SELECTED TEXT:
And then one summer night, late on a Friday when the local television station showed movie re-runs, I encountered the movie that both frightened me and fascinated me. As Science Fiction goes, I remember thinking it showed it's age. The color was grainy and the sound wasn't clear. The 'special effects' seemed really hokey to this now, sophisticated 14 year old. But it was the story that got me. I couldn't take my eyes, my mind, my imagination away from the story.

Holy goodness, they were burning books. They were burning them because society thought that only snobs and the elite used this archaic method of gaining information or entertainment. Who would want to read a book, especially in the face of the current (then future) technology, entertainment offerings and how it all was packaged. The need for books, the content, the experience of reading and reasoning through an author's thoughts and coming to a common understanding was being questioned and in a 'visual' experiment, was being presented as a shocking concept. The irony was that my first encounter with the 'concept' was a movie of an idea from a book. I watched as Montag, for love of the literature itself and the creative thing it was, became "Tales of Mystery and Imagination" by Edgar Alan Poe.

I rushed out that Saturday morning to the book store. I went to a place where they sold used books, paperbacks in particular. I remember rushing into the section for Science Fiction and Fantasy. There were a few of Mr. Bradbury's books there and right in the front was, "Fahrenheit 451". I felt as if I was about to commit a crime, or join that group out in the woods in the movie, who had dedicated their lives to being the banned books, until books could exist again. I ate the book up. And my life was never the same.

MATERIAL SHOWN:
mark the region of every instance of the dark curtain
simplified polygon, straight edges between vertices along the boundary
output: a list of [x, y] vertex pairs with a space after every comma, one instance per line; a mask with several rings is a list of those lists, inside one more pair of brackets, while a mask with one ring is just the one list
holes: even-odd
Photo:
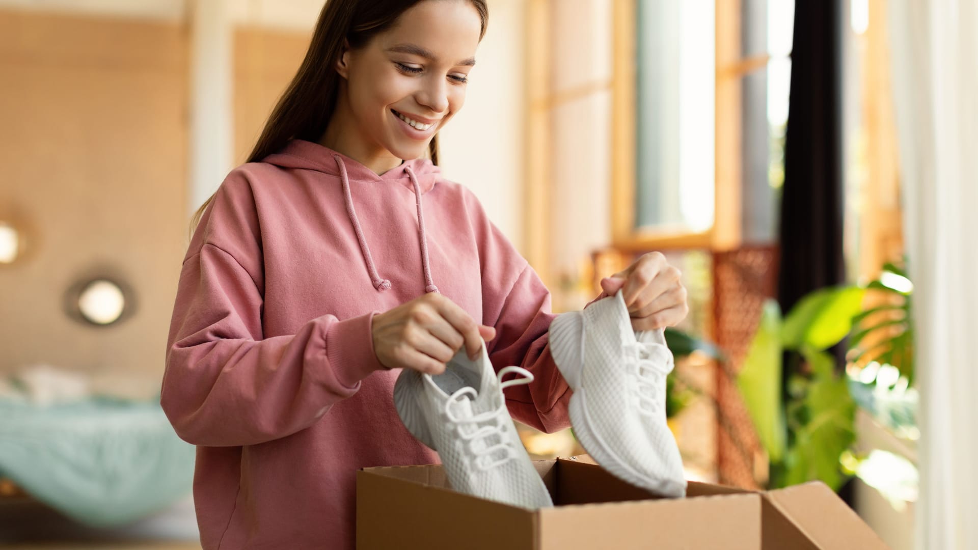
[[778, 300], [842, 283], [842, 65], [839, 0], [795, 3], [784, 137]]
[[[842, 253], [842, 2], [797, 0], [784, 138], [778, 300], [784, 314], [812, 291], [845, 282]], [[845, 348], [831, 349], [839, 369]], [[801, 365], [785, 353], [782, 395]], [[852, 506], [852, 482], [839, 496]]]

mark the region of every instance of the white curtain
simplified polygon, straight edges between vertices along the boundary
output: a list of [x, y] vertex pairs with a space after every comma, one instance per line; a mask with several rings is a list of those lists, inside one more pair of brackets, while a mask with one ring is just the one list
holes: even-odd
[[919, 549], [978, 548], [978, 1], [889, 4], [921, 394]]

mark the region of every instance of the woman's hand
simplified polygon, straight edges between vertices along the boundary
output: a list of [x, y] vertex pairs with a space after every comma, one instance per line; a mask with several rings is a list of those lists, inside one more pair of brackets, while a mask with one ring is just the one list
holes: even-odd
[[439, 293], [428, 293], [384, 313], [371, 325], [374, 352], [383, 366], [436, 375], [465, 345], [469, 358], [496, 329], [480, 325], [459, 304]]
[[601, 279], [603, 295], [622, 296], [636, 331], [676, 326], [689, 312], [680, 271], [662, 252], [643, 254], [625, 270]]

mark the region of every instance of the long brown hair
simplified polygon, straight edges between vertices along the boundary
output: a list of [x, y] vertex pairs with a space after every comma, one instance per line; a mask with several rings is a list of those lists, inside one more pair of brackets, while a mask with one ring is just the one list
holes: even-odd
[[[335, 63], [342, 53], [343, 38], [349, 41], [350, 48], [361, 48], [374, 35], [390, 28], [401, 14], [421, 1], [327, 0], [302, 65], [269, 115], [246, 161], [260, 161], [292, 138], [318, 141], [336, 107], [340, 76]], [[486, 0], [468, 1], [482, 20], [481, 40], [489, 23], [489, 9]], [[438, 134], [432, 136], [428, 144], [428, 155], [437, 164]], [[203, 210], [213, 199], [211, 195], [194, 213], [190, 226], [192, 237]]]

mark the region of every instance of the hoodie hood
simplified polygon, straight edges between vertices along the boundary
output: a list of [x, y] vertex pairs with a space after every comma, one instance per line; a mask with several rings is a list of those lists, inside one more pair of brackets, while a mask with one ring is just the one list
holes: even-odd
[[265, 157], [263, 161], [283, 168], [316, 170], [332, 176], [342, 177], [336, 157], [339, 157], [346, 166], [346, 174], [350, 181], [398, 183], [414, 191], [414, 184], [411, 182], [409, 173], [414, 172], [422, 193], [427, 193], [434, 188], [435, 183], [441, 177], [441, 168], [432, 163], [429, 159], [405, 160], [400, 165], [378, 175], [360, 161], [342, 153], [301, 139], [289, 141], [278, 153]]
[[[418, 243], [421, 249], [422, 265], [424, 277], [424, 292], [438, 292], [431, 276], [431, 266], [428, 261], [427, 236], [424, 232], [424, 211], [422, 207], [422, 195], [434, 189], [441, 175], [441, 168], [428, 159], [412, 159], [404, 160], [382, 174], [378, 174], [358, 160], [333, 151], [326, 146], [301, 139], [289, 141], [282, 151], [269, 155], [264, 162], [283, 168], [301, 168], [316, 170], [339, 178], [343, 186], [343, 201], [346, 203], [346, 214], [353, 226], [353, 231], [360, 242], [360, 252], [363, 254], [367, 274], [378, 291], [390, 289], [390, 280], [380, 276], [374, 264], [367, 240], [364, 239], [363, 228], [353, 207], [353, 198], [350, 181], [376, 184], [403, 185], [415, 193], [415, 203], [418, 206]], [[359, 189], [358, 189], [359, 191]]]

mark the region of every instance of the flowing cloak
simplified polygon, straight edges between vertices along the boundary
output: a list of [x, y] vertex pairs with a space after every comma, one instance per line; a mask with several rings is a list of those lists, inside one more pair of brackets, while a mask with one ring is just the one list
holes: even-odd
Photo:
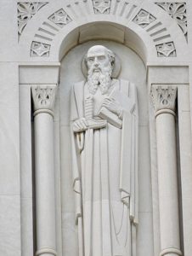
[[[138, 125], [136, 88], [133, 84], [125, 80], [114, 79], [111, 82], [111, 87], [127, 103], [123, 106], [121, 129], [108, 123], [106, 128], [97, 131], [88, 129], [85, 132], [76, 134], [72, 129], [73, 122], [86, 114], [86, 87], [85, 81], [76, 84], [71, 96], [73, 189], [76, 197], [76, 222], [78, 225], [79, 256], [135, 256]], [[110, 144], [110, 136], [108, 133], [113, 130], [118, 130], [116, 132], [119, 136], [120, 147], [119, 154], [111, 156], [110, 152], [113, 149], [110, 148], [116, 148], [116, 145], [111, 147]], [[116, 136], [116, 133], [113, 135]], [[97, 154], [97, 152], [99, 154]], [[113, 201], [114, 195], [111, 192], [113, 187], [116, 187], [110, 185], [110, 169], [113, 169], [110, 164], [112, 158], [119, 159], [116, 161], [118, 163], [118, 167], [116, 167], [118, 169], [116, 172], [118, 175], [114, 177], [114, 179], [118, 177], [116, 191], [120, 195], [119, 202]], [[95, 174], [98, 169], [99, 175]], [[100, 189], [99, 192], [94, 192], [94, 189], [98, 189], [97, 187]], [[99, 196], [94, 200], [94, 194], [97, 193]], [[121, 207], [122, 213], [118, 209], [115, 216], [116, 207]], [[122, 215], [118, 218], [118, 214]], [[111, 224], [116, 222], [115, 218], [120, 219], [117, 220], [117, 223], [120, 222], [118, 227], [116, 224]], [[100, 224], [101, 230], [99, 228]]]

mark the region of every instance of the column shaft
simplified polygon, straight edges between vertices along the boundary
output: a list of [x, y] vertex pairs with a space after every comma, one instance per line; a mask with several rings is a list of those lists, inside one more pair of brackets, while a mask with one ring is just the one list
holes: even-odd
[[160, 256], [182, 255], [174, 113], [176, 95], [176, 87], [160, 85], [152, 87], [156, 118]]
[[156, 138], [161, 247], [161, 250], [179, 248], [176, 136], [172, 114], [161, 113], [156, 117]]
[[[53, 117], [46, 113], [35, 116], [35, 169], [38, 255], [43, 248], [56, 249], [54, 123]], [[43, 253], [47, 255], [50, 253]]]
[[34, 86], [36, 255], [56, 256], [54, 108], [55, 86]]

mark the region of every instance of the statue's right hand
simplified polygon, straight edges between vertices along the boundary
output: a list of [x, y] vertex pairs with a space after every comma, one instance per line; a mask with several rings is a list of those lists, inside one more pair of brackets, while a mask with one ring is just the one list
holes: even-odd
[[81, 132], [88, 129], [88, 122], [85, 118], [81, 118], [73, 123], [73, 131]]

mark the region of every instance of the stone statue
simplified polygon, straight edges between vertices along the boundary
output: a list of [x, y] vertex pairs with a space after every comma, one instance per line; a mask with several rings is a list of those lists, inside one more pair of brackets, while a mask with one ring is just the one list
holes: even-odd
[[133, 84], [116, 79], [120, 72], [116, 60], [102, 45], [90, 48], [82, 61], [87, 81], [76, 84], [71, 90], [80, 256], [135, 255], [137, 96]]

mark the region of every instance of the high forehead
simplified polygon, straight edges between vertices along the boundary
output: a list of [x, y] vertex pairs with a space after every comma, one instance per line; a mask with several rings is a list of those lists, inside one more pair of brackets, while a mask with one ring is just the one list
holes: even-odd
[[103, 45], [95, 45], [91, 47], [88, 51], [88, 56], [108, 55], [108, 49]]

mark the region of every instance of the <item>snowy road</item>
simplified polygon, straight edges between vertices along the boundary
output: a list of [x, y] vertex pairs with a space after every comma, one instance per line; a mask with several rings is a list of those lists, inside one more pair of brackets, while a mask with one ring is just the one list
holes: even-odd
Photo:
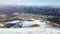
[[0, 29], [0, 34], [60, 34], [60, 29], [51, 28]]

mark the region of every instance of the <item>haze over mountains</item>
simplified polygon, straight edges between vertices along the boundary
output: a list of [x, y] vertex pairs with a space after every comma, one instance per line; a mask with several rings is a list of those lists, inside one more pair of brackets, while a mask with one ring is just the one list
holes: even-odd
[[0, 14], [27, 13], [60, 16], [60, 8], [53, 6], [0, 5]]

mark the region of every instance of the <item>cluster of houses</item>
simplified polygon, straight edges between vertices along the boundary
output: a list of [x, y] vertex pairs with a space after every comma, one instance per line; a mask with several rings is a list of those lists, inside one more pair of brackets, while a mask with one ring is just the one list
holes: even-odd
[[28, 28], [28, 27], [52, 27], [52, 26], [60, 26], [60, 25], [44, 19], [40, 19], [40, 20], [30, 19], [30, 20], [22, 20], [22, 21], [14, 20], [14, 21], [6, 22], [4, 24], [0, 23], [0, 28]]

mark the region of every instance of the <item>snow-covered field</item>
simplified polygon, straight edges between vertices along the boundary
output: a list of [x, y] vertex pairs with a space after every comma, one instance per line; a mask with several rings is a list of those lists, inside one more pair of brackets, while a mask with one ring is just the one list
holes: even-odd
[[[39, 24], [40, 27], [29, 27], [32, 24]], [[33, 22], [25, 22], [22, 28], [0, 28], [0, 34], [60, 34], [60, 29], [35, 20]]]
[[60, 29], [39, 28], [39, 27], [0, 29], [0, 34], [60, 34]]

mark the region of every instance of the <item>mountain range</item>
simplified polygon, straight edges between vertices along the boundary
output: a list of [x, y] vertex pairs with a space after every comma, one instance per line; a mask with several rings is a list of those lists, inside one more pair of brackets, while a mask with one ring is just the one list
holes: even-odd
[[15, 12], [60, 16], [60, 7], [59, 6], [55, 7], [55, 6], [0, 5], [0, 14], [12, 15]]

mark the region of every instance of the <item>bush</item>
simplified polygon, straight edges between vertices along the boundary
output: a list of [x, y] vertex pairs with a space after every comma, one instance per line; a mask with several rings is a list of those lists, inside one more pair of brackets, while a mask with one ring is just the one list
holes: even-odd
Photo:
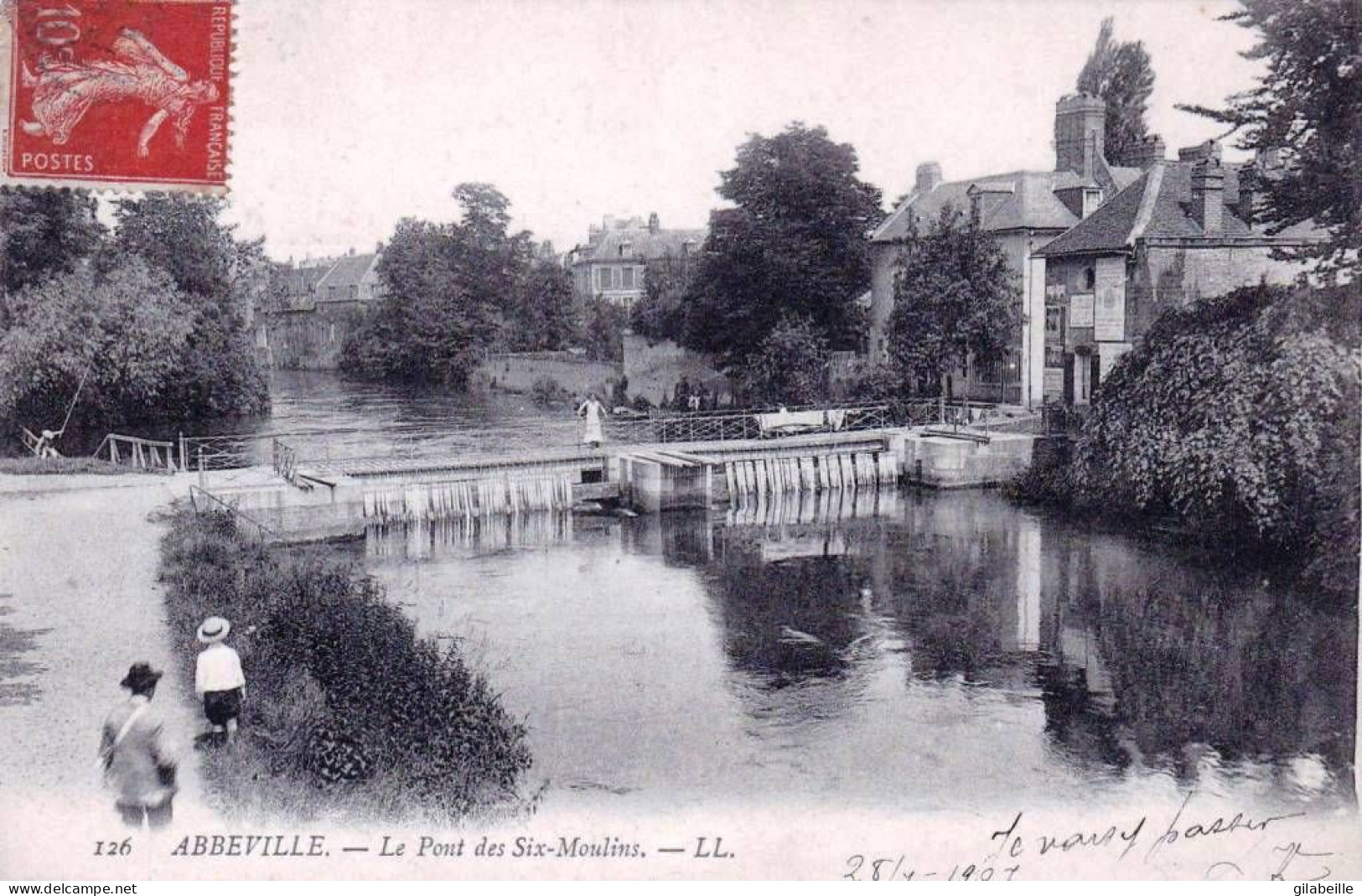
[[1068, 443], [1038, 438], [1031, 463], [1002, 483], [1002, 494], [1023, 504], [1069, 507], [1073, 502], [1073, 468]]
[[1011, 490], [1173, 520], [1355, 598], [1359, 321], [1355, 285], [1167, 312], [1103, 380], [1072, 467], [1028, 470]]
[[[524, 726], [455, 648], [419, 640], [370, 576], [191, 512], [173, 520], [161, 575], [187, 671], [207, 615], [232, 620], [247, 671], [241, 742], [204, 767], [225, 812], [449, 822], [524, 807]], [[323, 761], [338, 752], [349, 772]]]
[[530, 387], [530, 398], [539, 407], [556, 407], [560, 404], [567, 404], [572, 400], [572, 392], [563, 388], [557, 380], [552, 376], [541, 376]]

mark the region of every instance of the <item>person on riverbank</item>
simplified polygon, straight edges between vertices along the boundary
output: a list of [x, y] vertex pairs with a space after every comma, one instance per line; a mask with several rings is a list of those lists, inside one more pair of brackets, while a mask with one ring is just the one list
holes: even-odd
[[118, 682], [131, 692], [104, 722], [99, 760], [114, 807], [131, 828], [163, 828], [172, 820], [176, 761], [163, 742], [159, 714], [151, 708], [161, 671], [133, 663]]
[[203, 697], [203, 715], [212, 726], [214, 743], [230, 743], [237, 734], [237, 718], [247, 693], [241, 656], [226, 645], [232, 622], [210, 615], [199, 626], [199, 643], [207, 647], [195, 666], [193, 689]]
[[595, 392], [587, 395], [587, 400], [582, 402], [582, 406], [577, 407], [577, 417], [583, 417], [587, 421], [586, 430], [582, 433], [583, 444], [599, 448], [601, 443], [605, 441], [605, 434], [601, 432], [605, 414], [605, 404], [595, 396]]

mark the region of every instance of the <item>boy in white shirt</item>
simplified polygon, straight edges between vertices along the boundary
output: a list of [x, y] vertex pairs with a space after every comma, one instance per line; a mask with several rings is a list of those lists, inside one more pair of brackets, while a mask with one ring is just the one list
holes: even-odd
[[227, 743], [237, 733], [237, 716], [247, 693], [247, 677], [241, 671], [241, 658], [223, 644], [232, 624], [221, 615], [210, 615], [199, 626], [199, 641], [207, 644], [199, 654], [193, 688], [203, 697], [203, 715], [212, 726], [214, 739]]

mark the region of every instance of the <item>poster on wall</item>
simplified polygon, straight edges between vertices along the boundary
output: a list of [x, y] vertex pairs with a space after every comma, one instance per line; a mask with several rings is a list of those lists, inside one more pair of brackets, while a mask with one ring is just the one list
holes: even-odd
[[1099, 342], [1098, 343], [1098, 379], [1106, 380], [1107, 373], [1115, 366], [1115, 362], [1121, 359], [1126, 351], [1130, 350], [1129, 342]]
[[1076, 294], [1069, 300], [1069, 325], [1092, 325], [1092, 293]]
[[1125, 340], [1125, 295], [1120, 286], [1098, 287], [1092, 328], [1098, 342]]
[[1098, 259], [1094, 334], [1098, 342], [1125, 342], [1125, 261]]

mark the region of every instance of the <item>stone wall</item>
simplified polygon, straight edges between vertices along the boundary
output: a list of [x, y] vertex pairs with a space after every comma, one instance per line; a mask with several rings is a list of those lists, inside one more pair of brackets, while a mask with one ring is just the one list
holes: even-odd
[[1291, 283], [1301, 271], [1299, 264], [1273, 259], [1272, 251], [1261, 245], [1140, 244], [1125, 290], [1126, 324], [1137, 339], [1169, 308], [1186, 308], [1199, 298], [1224, 295], [1263, 281]]
[[549, 379], [575, 396], [595, 392], [606, 403], [621, 376], [617, 362], [591, 361], [567, 351], [492, 354], [474, 373], [477, 380], [507, 392], [530, 392], [538, 380]]
[[624, 334], [624, 376], [631, 398], [642, 395], [654, 404], [670, 400], [681, 377], [716, 394], [720, 402], [733, 396], [733, 384], [715, 368], [712, 358], [670, 339], [650, 343], [639, 334]]
[[316, 310], [278, 312], [256, 319], [256, 358], [281, 370], [335, 370], [340, 347], [358, 324], [353, 302], [319, 304]]

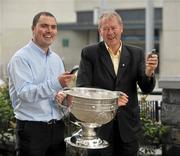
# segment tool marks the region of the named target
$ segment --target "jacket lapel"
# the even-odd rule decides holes
[[[109,74],[113,77],[113,79],[116,79],[114,66],[113,66],[113,63],[111,61],[111,57],[109,55],[109,52],[106,49],[106,46],[105,46],[104,42],[101,42],[101,44],[100,44],[99,53],[100,53],[101,62],[103,63],[105,68],[108,70]]]
[[[129,61],[130,61],[129,52],[128,52],[127,48],[123,45],[122,51],[121,51],[118,73],[117,73],[116,84],[118,84],[118,82],[122,79],[124,72],[126,71],[128,65],[129,65]]]

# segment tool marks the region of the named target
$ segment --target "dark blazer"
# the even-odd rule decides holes
[[[87,46],[81,53],[77,86],[122,91],[129,96],[129,102],[118,108],[115,117],[124,142],[136,139],[141,131],[137,84],[144,93],[150,93],[155,86],[154,76],[149,79],[145,75],[144,56],[141,48],[123,44],[116,76],[104,42]],[[99,132],[109,142],[112,141],[112,125],[113,121],[102,126]]]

INSTRUCTIONS FOR THE TASK:
Please copy verbatim everything from "I rushed out" down to "never the same." in the Fahrenheit 451 passage above.

FULL SOLUTION:
I rushed out that Saturday morning to the book store. I went to a place where they sold used books, paperbacks in particular. I remember rushing into the section for Science Fiction and Fantasy. There were a few of Mr. Bradbury's books there and right in the front was, "Fahrenheit 451". I felt as if I was about to commit a crime, or join that group out in the woods in the movie, who had dedicated their lives to being the banned books, until books could exist again. I ate the book up. And my life was never the same.